WRITTEN EXERCISE — Retype everything in the records below, from the first line down to the line containing "column 634, row 355", including that line, without changing a single character.

Pointing records for named objects —

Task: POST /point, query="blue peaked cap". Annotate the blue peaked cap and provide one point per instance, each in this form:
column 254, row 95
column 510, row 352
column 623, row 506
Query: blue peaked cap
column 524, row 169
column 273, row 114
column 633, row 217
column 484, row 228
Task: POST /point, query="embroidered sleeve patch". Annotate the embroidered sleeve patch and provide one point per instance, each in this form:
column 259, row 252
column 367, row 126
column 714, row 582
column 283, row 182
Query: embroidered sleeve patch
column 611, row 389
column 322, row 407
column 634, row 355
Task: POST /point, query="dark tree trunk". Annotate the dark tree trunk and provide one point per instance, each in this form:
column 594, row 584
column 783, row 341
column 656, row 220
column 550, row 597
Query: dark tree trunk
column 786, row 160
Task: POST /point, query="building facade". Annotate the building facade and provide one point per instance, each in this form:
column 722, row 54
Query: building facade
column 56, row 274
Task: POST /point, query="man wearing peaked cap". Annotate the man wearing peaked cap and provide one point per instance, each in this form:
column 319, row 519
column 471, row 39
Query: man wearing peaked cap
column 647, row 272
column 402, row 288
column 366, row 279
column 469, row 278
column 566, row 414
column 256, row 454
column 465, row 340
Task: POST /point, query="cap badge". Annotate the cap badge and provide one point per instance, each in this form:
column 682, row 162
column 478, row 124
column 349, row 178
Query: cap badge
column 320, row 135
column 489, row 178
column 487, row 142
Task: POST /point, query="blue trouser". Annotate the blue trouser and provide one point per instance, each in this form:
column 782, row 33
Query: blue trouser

RESULT BELOW —
Task: POST /point, query="blue peaked cap". Annotate the blue peaked cap and provide one point per instance, each in this form:
column 254, row 95
column 510, row 352
column 623, row 506
Query: blue peaked cap
column 524, row 169
column 273, row 114
column 633, row 217
column 484, row 228
Task: POST /point, query="embroidered sleeve patch". Annotate the embroidered sleeve patch and provide one point per instance, each in this form:
column 259, row 252
column 367, row 126
column 714, row 582
column 283, row 182
Query: embroidered sleeve patch
column 611, row 389
column 322, row 407
column 634, row 355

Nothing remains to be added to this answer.